Цель задания:
Перенесите строки заново вместе с запросами: начните со строки, где есть «outline --target=fingers of», и закончите самой последней строкой. В ответах прибавьте 118 к каждому числу, то есть к размерам в viewBox и к координатам точек контуров.

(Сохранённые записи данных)
------------------------
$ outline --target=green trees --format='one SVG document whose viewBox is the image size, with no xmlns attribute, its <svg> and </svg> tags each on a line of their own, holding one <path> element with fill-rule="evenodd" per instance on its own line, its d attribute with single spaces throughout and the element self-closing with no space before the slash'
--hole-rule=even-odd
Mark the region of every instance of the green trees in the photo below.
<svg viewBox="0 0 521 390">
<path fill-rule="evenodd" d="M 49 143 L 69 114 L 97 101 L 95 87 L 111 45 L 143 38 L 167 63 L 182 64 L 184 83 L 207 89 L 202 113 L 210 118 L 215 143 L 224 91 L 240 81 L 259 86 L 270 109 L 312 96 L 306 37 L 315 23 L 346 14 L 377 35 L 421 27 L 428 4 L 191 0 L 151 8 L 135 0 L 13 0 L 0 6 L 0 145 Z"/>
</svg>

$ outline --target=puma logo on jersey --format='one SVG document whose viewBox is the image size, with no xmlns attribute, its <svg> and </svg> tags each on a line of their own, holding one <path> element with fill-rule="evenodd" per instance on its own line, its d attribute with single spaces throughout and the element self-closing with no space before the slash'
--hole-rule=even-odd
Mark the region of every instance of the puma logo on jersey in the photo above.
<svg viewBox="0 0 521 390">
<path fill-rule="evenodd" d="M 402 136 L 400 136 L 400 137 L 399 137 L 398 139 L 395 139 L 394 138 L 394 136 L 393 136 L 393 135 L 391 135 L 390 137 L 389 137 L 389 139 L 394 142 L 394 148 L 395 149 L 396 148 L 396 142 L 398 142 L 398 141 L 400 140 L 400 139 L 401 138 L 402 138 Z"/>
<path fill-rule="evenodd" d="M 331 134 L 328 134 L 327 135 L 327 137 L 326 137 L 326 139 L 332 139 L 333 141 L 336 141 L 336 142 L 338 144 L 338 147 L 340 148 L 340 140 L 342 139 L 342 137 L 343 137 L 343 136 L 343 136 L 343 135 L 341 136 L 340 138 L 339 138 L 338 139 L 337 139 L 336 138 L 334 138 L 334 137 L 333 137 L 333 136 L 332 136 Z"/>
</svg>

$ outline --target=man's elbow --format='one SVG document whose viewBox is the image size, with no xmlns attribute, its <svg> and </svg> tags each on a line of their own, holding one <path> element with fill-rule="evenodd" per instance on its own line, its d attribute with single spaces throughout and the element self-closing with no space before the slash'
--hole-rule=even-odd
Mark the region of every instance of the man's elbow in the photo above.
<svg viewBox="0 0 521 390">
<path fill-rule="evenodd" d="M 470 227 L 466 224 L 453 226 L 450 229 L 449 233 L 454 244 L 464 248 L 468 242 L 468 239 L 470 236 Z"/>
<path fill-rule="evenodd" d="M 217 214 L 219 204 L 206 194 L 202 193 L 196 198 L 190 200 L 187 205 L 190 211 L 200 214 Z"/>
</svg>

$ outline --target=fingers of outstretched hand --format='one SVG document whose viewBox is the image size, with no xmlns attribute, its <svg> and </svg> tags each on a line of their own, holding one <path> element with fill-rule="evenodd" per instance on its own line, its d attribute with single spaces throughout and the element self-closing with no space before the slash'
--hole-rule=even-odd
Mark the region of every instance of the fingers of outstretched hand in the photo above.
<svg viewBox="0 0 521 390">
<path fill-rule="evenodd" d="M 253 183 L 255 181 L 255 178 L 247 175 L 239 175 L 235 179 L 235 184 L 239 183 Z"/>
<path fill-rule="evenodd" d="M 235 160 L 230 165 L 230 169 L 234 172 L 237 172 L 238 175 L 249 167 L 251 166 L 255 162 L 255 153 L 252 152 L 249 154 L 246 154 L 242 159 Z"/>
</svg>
------------------------
Ответ к упражнению:
$ outline --target=fingers of outstretched hand --format='one SVG document whose viewBox is the image size, with no xmlns attribute, its <svg> and </svg> tags each on a line of their own, holding one <path> element with fill-rule="evenodd" per instance on its own line, its d attribute with single spaces throughout and the element self-closing with no space before the slash'
--hole-rule=even-odd
Mark the region of every instance of the fingers of outstretched hand in the photo above.
<svg viewBox="118 118 639 508">
<path fill-rule="evenodd" d="M 371 301 L 373 299 L 373 296 L 365 293 L 357 293 L 353 297 L 353 302 L 357 301 Z"/>
<path fill-rule="evenodd" d="M 353 278 L 348 283 L 348 287 L 352 290 L 355 290 L 356 293 L 367 285 L 369 284 L 373 280 L 373 271 L 370 270 L 367 272 L 364 272 L 360 277 Z"/>
</svg>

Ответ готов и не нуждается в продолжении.